- _TASK DIRECTIONS_
The data follows this line. Copy verbatim the line with "Point out the white sneaker" and each line after it to the end.

Stored dataset items:
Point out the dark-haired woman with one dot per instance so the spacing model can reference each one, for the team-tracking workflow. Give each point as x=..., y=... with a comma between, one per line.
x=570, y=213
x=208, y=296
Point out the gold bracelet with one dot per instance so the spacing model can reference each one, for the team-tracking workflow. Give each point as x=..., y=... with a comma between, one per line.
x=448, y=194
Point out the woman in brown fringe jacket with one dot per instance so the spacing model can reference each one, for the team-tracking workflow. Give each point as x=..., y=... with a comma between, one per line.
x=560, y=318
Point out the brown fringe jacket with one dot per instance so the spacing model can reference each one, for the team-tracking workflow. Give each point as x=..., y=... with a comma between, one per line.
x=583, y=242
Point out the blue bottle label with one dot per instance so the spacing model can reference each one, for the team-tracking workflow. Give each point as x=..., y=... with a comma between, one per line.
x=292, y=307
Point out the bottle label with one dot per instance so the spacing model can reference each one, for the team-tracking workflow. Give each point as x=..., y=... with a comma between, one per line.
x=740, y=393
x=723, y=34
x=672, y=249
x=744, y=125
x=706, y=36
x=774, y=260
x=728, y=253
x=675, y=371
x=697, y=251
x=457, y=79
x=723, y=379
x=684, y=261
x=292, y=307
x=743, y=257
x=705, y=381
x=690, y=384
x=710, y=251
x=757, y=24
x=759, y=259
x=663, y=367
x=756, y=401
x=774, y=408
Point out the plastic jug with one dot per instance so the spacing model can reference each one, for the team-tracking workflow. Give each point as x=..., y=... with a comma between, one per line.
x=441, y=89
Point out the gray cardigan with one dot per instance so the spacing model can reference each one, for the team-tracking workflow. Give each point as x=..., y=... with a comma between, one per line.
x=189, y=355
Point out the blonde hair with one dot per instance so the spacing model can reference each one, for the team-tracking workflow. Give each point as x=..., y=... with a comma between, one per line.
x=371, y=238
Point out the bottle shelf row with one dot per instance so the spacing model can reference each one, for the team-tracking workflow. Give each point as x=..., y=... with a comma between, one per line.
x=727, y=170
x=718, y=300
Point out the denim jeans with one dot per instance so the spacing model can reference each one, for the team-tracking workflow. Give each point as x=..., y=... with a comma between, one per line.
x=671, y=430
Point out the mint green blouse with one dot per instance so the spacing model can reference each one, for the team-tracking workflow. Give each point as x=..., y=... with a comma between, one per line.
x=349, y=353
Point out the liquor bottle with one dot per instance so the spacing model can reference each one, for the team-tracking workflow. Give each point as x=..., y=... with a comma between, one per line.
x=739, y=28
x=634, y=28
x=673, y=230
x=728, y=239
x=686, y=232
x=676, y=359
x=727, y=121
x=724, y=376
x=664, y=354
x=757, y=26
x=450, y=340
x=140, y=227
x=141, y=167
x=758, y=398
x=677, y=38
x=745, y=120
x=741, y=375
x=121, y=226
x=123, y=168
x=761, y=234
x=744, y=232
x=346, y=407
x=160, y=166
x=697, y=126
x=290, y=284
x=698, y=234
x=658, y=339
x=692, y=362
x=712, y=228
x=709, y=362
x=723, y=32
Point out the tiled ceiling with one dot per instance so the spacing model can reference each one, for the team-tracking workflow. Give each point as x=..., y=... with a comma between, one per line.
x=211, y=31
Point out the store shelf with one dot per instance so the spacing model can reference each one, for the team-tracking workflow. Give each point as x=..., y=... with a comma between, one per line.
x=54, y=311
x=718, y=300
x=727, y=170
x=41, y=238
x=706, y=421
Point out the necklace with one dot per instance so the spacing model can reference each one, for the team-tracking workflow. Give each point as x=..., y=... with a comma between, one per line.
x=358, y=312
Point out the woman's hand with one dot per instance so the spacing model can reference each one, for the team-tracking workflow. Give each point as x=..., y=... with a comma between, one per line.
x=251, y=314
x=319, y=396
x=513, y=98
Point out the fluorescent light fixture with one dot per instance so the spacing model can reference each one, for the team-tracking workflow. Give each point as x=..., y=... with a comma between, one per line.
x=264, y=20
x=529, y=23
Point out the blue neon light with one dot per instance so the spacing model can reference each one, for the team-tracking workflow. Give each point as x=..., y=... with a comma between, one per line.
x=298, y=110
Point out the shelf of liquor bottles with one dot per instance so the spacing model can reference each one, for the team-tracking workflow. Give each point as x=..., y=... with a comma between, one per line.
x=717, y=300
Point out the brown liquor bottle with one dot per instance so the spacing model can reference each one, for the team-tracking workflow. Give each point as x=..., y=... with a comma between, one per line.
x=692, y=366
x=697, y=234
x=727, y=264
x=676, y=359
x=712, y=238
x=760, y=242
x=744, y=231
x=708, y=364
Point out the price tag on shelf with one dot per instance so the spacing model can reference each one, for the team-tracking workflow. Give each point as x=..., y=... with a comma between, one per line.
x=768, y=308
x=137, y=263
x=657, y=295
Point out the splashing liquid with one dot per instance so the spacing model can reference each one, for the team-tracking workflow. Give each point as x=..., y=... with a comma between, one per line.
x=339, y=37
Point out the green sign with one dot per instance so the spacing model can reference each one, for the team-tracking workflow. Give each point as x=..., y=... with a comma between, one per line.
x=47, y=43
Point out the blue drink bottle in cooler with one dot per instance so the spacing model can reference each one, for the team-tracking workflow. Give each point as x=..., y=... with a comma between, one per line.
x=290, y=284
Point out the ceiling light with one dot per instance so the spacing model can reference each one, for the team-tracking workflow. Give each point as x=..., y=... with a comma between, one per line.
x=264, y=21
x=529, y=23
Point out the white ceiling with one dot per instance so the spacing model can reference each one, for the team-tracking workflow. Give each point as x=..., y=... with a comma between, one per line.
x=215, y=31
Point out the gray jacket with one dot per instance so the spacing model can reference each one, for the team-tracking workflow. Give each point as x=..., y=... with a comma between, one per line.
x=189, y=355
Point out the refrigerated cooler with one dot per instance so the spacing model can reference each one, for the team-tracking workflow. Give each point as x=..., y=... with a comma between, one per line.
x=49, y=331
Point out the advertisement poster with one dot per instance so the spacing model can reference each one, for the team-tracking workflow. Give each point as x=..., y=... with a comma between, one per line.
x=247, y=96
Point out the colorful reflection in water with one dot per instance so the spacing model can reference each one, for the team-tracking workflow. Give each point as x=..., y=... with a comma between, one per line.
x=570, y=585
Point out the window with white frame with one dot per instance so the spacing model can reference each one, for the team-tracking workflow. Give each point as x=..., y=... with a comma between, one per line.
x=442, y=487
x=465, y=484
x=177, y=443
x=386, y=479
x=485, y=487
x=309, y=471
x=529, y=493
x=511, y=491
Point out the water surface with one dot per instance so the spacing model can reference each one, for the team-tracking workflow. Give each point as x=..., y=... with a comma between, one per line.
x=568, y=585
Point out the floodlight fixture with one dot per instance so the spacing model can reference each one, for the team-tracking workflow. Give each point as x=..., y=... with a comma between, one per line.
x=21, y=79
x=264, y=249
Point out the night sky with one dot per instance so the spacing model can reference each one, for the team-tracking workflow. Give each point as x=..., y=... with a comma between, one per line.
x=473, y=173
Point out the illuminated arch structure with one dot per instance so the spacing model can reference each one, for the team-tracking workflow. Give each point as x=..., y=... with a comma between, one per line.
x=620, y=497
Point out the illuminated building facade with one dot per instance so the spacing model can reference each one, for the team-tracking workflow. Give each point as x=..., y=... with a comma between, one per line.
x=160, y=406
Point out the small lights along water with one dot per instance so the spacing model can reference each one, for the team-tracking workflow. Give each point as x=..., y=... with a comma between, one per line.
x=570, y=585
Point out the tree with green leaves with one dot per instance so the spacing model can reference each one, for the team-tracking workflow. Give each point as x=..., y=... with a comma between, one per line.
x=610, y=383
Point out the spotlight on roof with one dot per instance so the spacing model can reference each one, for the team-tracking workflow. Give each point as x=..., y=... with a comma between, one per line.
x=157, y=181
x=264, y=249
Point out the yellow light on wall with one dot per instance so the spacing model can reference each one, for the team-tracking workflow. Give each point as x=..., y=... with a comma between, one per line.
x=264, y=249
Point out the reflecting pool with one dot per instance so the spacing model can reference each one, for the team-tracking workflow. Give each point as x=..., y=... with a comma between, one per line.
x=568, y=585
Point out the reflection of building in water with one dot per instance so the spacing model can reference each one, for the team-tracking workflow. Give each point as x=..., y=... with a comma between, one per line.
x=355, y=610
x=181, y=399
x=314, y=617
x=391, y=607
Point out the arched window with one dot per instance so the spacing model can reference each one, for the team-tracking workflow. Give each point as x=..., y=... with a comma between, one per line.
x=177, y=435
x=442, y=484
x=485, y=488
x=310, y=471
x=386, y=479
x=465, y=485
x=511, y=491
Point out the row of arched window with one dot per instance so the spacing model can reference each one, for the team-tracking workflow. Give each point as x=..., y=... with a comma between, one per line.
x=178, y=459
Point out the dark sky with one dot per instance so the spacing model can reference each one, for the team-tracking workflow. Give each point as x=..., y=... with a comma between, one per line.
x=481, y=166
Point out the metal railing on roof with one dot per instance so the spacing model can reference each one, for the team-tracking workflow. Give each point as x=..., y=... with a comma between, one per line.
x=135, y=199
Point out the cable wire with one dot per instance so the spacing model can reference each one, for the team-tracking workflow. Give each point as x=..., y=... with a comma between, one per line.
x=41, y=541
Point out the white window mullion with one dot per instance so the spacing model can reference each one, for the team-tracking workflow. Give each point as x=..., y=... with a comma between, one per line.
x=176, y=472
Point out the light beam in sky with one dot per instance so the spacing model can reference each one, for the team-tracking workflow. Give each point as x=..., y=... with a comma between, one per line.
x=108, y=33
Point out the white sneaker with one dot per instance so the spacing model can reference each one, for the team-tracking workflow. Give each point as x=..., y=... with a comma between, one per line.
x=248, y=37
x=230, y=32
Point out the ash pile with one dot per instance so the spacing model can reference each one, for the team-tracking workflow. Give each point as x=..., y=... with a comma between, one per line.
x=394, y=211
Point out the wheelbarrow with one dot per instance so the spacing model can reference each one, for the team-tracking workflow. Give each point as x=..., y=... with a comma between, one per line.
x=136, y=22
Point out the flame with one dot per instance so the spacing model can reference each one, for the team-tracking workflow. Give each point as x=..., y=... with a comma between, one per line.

- _RESULT OF THE EXERCISE_
Point out the white sneaker with one dot per instance so the spacing model can reference each one, for the team-tracking workflow. Give each point as x=..., y=... with a comma between, one per line.
x=248, y=37
x=230, y=32
Point out the ash pile with one dot per instance so the spacing model can reference each one, for the team-tracking workflow. Give each point as x=..., y=... with a comma between, one per line.
x=394, y=211
Point out the wheelbarrow with one dot per instance so the spacing model can reference each one, for the team-tracking workflow. Give each point as x=..., y=... with a comma between, one per line.
x=136, y=22
Point out the flame with one dot per instance so the spacing model can reference each one, for the team-tracking workflow. Give each point as x=..., y=... with a comma between, one per line.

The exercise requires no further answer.